[Excerpts from a dataset]
******************************

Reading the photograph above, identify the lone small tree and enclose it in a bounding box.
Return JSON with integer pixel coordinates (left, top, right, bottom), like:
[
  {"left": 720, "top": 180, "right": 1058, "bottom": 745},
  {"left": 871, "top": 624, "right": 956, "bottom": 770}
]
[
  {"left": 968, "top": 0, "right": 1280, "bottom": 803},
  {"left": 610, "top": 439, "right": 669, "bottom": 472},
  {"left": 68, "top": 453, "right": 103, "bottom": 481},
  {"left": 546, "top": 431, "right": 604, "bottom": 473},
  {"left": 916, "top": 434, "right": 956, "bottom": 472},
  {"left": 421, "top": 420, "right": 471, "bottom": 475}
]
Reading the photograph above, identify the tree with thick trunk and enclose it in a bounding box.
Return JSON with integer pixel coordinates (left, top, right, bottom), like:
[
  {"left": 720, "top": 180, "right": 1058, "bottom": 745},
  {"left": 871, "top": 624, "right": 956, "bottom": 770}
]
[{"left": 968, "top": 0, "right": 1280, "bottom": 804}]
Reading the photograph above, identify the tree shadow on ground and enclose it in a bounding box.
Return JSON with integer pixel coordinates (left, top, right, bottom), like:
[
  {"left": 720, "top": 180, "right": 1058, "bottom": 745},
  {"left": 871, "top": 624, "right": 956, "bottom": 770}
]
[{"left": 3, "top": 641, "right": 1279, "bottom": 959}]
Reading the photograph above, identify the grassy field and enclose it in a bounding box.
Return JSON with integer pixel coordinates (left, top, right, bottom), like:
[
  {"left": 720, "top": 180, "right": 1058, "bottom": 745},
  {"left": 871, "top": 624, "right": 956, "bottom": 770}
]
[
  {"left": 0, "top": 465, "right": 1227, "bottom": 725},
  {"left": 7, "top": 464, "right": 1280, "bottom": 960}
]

******************************

__Your objective__. Please find every line in the records that contains the word "above", and copy it out.

__Response__.
Reading the photograph above, identify the lone small tree and enclose it in a bounding box.
Reading the photograph above, identify the tree with thick trunk and enclose it in a bounding box.
Reading the photograph above, identify the tree shadow on ground and enclose it in a bounding box.
Reading the photograph above, identify the grassy field and enclose it in a bounding box.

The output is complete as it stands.